READING TEXT:

Diffusion and convection

While it is true that aerosols move through air via diffusion, which is quite slow, we must not forget that air itself moves very easily. Bulk movement of a fluid is called convection and, in most situations, it is convection that spreads aerosols across long distances. It is tempting to say that you observe diffusion, when watching a tea bag infusing in a cup. However, most of what you see is convection. The water cools down unevenly throughout the cup, leading to differences in densities and to currents equalising these differences. However, it is possible to observe mostly diffusion if we carefully drop a tea bag to the bottom of a cup filled with water. Then, if we are lucky, we would observe only a coloured band at the bottom of the cup. Such cup can be left for many hours and all that is observed is gradual smearing of the band upwards.

To get an idea of how quickly an aerosol can reach you in closed spaces, you can imagine a person lighting up a cigarette. It usually takes only a little while until you smell it. An aerosol of droplets will behave similarly.

(Thanks to Jáchym Sýkora, who suggested this addition)

5 What will common sense not tell us?

I am not an expert (a dangerous thing to say) and I am not trying to give advice. I tried to make sense of the various measures that are taken by governments. I reached some conclusions and we can learn some lessons.

  • Distancing helps
  • Washing and disinfecting hands helps
  • Not touching things, others and yourself, helps
  • Covering one’s face helps
  • Face masks protect others more than they protect you, so be as distant as you can even when wearing them.
  • Since we are playing statistics, if you cannot follow the advice fully, do so at least partially. It is all about decreasing the probability of transmission. E.g. If you cannot stay the recommended 2 m apart, do at least what you can. If you do not have a face mask, cover your face with something else. If you cannot cover your face, face away from people and couch and sneeze into tissues.

However, it is important to realise what one does not know, which is perhaps even more important than the knowledge itself.

I do not know how much the different modes of transmission contribute to the overall infection rate. I do not know how much each of the measures affects the rate of each mode of transmission. Maybe nobody knows; hopefully some people have at least a rough idea. It is up to scientists in the appropriate fields to make studies that try to answer these questions. And it is up to the politicians and officials of institutions like the WHO to look at the evidence and give advice. However, it is always comforting to see the rationale behind a received piece of advice that is given to you.


  1. Apart from deserted island scenarios. 

  2. The absolutely ideal conditions would of course be those used to store such specimens in a lab, i.e. rapidly frozen using liquid nitrogen to avoid formation of ice crystals and kept at −80℃. 

  3. Our skin is covered with RNAses, proteins degrading RNA. It is one of the antimicrobial mechanisms of our body. This means that to a very limited extent our skin disinfects itself from some microbes. Never count on this. (b.t.w. this is an annoying thing if you need to work with RNA in a lab. It is very easy to destroy your sample by touching something.)

Extracted records:
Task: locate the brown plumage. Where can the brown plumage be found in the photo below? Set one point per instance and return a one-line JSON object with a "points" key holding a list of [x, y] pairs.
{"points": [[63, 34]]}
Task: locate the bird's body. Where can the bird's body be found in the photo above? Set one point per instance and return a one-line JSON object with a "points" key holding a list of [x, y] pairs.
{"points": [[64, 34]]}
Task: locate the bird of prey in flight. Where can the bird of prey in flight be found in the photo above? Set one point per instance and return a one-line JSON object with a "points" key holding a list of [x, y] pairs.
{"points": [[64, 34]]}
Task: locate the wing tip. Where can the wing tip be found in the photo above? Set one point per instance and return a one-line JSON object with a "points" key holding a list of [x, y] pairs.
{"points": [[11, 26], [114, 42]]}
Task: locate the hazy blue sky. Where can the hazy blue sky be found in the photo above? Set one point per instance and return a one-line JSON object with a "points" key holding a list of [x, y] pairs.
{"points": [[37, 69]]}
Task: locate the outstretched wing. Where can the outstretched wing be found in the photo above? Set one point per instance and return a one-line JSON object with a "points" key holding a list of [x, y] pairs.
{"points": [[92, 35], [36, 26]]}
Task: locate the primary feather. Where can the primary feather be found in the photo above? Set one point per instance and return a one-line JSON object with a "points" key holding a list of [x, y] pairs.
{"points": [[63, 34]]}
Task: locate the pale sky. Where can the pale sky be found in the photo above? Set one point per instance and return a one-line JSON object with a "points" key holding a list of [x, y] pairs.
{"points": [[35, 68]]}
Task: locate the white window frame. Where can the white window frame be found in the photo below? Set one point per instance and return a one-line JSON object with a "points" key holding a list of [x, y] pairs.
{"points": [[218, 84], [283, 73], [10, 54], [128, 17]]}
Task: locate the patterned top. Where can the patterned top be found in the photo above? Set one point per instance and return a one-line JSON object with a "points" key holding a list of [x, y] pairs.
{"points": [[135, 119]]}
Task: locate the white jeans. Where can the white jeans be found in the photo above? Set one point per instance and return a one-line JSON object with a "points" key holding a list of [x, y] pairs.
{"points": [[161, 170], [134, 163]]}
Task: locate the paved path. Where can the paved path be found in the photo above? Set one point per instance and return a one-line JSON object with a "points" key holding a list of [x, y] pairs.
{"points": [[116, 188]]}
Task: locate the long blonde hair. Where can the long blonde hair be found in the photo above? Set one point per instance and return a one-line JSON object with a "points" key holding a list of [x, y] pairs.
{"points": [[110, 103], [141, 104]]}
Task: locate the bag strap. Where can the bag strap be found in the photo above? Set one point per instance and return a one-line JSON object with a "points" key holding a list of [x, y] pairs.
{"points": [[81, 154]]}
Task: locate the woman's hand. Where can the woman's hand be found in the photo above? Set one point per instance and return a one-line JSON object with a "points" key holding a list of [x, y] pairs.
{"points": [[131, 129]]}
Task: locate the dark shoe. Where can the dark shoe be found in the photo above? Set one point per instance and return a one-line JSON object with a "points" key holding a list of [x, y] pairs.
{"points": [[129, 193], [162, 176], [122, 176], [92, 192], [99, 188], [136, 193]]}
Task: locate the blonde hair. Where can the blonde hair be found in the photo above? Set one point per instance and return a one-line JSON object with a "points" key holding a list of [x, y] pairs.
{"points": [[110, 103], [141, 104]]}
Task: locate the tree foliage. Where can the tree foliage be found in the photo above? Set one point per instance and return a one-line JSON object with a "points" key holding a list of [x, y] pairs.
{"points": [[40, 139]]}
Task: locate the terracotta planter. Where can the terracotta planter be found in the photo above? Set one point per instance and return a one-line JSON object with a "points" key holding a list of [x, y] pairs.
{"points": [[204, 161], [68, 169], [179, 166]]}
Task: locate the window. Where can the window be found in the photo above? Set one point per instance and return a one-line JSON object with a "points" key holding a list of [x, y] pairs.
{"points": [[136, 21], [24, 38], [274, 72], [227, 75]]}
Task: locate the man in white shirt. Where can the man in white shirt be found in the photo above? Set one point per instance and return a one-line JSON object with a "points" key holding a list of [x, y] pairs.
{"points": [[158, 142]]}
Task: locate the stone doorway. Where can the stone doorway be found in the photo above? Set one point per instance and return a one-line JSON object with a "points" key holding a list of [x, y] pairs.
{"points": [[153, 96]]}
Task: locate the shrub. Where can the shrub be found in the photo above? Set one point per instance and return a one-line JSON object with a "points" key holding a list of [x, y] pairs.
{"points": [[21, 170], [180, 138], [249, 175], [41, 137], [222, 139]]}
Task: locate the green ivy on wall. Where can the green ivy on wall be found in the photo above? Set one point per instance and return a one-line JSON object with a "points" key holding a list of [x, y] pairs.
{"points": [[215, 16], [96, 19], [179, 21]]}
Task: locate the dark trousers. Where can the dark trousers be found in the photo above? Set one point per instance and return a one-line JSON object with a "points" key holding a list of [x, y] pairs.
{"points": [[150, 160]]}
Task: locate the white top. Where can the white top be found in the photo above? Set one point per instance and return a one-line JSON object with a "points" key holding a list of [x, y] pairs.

ASSIGNED TASK 1: Reproduce the portion of the reading on diffusion and convection between "However, it is important" and "given to you.", inclusive.
ASSIGNED TASK 2:
Answer these questions using the reading on diffusion and convection.
(a) What name is given to the bulk movement of a fluid?
(b) According to the list of lessons, whom do face masks protect more?
(c) At what temperature are specimens kept under the absolutely ideal lab storage conditions?

RESPONSE BOX 1:
However, it is important to realise what one does not know, which is perhaps even more important than the knowledge itself.

I do not know how much the different modes of transmission contribute to the overall infection rate. I do not know how much each of the measures affects the rate of each mode of transmission. Maybe nobody knows; hopefully some people have at least a rough idea. It is up to scientists in the appropriate fields to make studies that try to answer these questions. And it is up to the politicians and officials of institutions like the WHO to look at the evidence and give advice. However, it is always comforting to see the rationale behind a received piece of advice that is given to you.

RESPONSE BOX 2:
(a) Convection.
(b) Others; face masks protect others more than they protect the wearer.
(c) −80℃.